TAREFA A: Na entrevista sobre «Almoço de domingo», em que data é assinalado o 90.º aniversário do fundador dos Cafés Delta?
TAREFA B: Continue a entrevista sobre «Almoço de domingo» a partir da última pergunta apresentada.

─── TEXTO PARA ANÁLISE ───

Ao convite endereçado por Rui Nabeiro para que escrevesse as suas memórias, José Luís Peixoto respondeu com uma contraproposta: em vez de uma biografia convencional, que diz mais fadada para os historiadores, sugeriu um modelo híbrido, em que a memória e a ficção caminham lado a lado.
Neste "Almoço de domingo", cujo apogeu é o 90º aniversário do fundador dos Cafés Delta, assinalado a 28 de março, o entrelaçamento entre passado, presente e futuro sucede-se, numa vaga envolvente de impressões e memórias que procura saber "o que existe por baixo da vida":
Esta é uma biografia que se lê como um romance ou um romance assumidamente biográfico?
As duas opções são válidas, dependendo da proposta de cada um. É possível fazer-se um romance biográfico e também uma biografia romanceada. Importa saber neste caso qual é o adjetivo e o substantivo. E o substantivo é romance e o adjetivo biográfico, na medida em que uma grande percentagem do livro é absolutamente ficcional.
Essa preocupação de saber se o livro é um romance ou uma biografia é um assunto que prefere deixar para críticos e académicos?
É importante definir este livro como um romance, porque faz toda a diferença na forma como se aborda o texto. Um dos aspetos sensíveis de uma escrita como esta é o risco de andar nos limites do biográfico e do ficcional. Há pessoas envolvidas, não só o Rui Nabeiro como outras, personagens que correspondem a pessoas. Existe uma ambiguidade que me leva a reafirmar o livro como romance. Esta discussão sobre o ficcional e o biográfico existe há muito, mas penso que o livro pode contribuir para reacender esse debate.
Se o seu anterior romance, "Autobiografia", podia ser lido como um jogo de espelhos, qual a ilusão que este "almoço de domingo" poderá transmitir?
No anterior, a dimensão ficcional talvez estivesse um pouco mais vincada. Desde o meu primeiro livro, "Morreste-me", até "Galveias", por exemplo, existe sempre uma dimensão biográfica ou autobiográfica.
Concorda que este livro é mais um capítulo no esforço continuado que tem feito de há vários anos a esta parte de diluir fronteiras não só entre o real e o ficcional, mas também entre espaços e tempos?

─── DADOS DE ORIGEM ───

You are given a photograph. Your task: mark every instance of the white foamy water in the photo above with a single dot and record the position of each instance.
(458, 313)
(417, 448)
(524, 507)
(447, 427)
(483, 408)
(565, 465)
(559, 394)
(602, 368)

───

RESPOSTA A: A 28 de março.

RESPOSTA B:
Acho que sim. Sem querer levantar o véu para quem não leu o livro, mas, no que diz respeito ao cruzamento de espaços e dimensões, há uma omnipresença da memória ao longo da narrativa.
Cada vez mais, um novo livro tem que ser um desafio adicional para si?
Isso é muito importante. Na verdade, sem querer exagerar, é quase como uma droga, porque temos que ir subindo cada vez mais. Pelo menos, tenho que sentir isso, para torná-lo cada vez mais intenso e colocar-me problemas cada vez maiores.
Essa subida da fasquia serve para evitar que se sinta confortável?
Não quero ser mal interpretado, mas não tenho nada contra o conforto em literatura. Tenho romances desconfortáveis, como "Uma casa na escuridão", que me deixam um pouco constrangido pela forma como agride os leitores. Ainda assim, sobretudo em alturas como esta, haver leituras que nos confortem também é um direito do leitor. Para quem escreve, tem que existir essa ambição. Na própria vida, também queremos chegar sempre mais longe.
Escrever um livro acerca de alguém que ainda está vivo mudou algo no processo?
Mudou, porque é preciso ter uma sensibilidade em relação às memórias dos outros. O livro toma abertamente a visão do Rui Nabeiro. Em certa medida, é uma descrição do que aconteceu tal como ele o recorda.
Este livro não existiria sem o convite que ele lançou para que escrevesses a sua biografia?
O convite surgiu em 2019, numa altura em que estava muito entusiasmado com esta forma de escrita ligada ao factual e biográfico. Estava bastante disponível para um novo projeto. Quando fui ter com ele, falou-me do gosto que tinha de que as suas memórias passassem para um livro. Logo nesse momento percebi que havia ali um potencial incrível, além do interesse todo em privar com uma pessoa com tamanha experiência de vida.
O que ele tinha em mente era uma biografia?
Era. Mas lá está: uma biografia é do âmbito da História. É um tipo de leitura de que gosto, mas não me sinto com competência para escrever uma biografia. Como acreditava que podia apresentar um trabalho mais interessante na literatura, foi o que lhe propus. Ele entendeu essa ideia e avançámos. Fomos tendo encontros, durante os quais procurei que me desse elementos que não encontrava noutras fontes. Existe muito material sobre a vida do Rui Nabeiro, como entrevistas, vídeos, mas havia circunstâncias pessoais que tentei recolher a partir das conversas.
Como é que ele se viu nesta espécie de retrato que fez?
Ele foi sempre muito esquivo nas suas opiniões, porque dizia que não eram relevantes do ponto de vista literário. Houve poucos pontos em que pediu correções, sobretudo datas e nomes. Soube que ele se comoveu com algumas passagens, não porque ele mo tivesse dito, mas porque outras pessoas me confidenciaram isso. Estou convencido que apreciou.
Entre a imagem inicial que tinha do Rui Nabeiro, o empresário, e o homem que ficou a conhecer melhor ao longo do processo de escrita do livro, quais as principais diferenças?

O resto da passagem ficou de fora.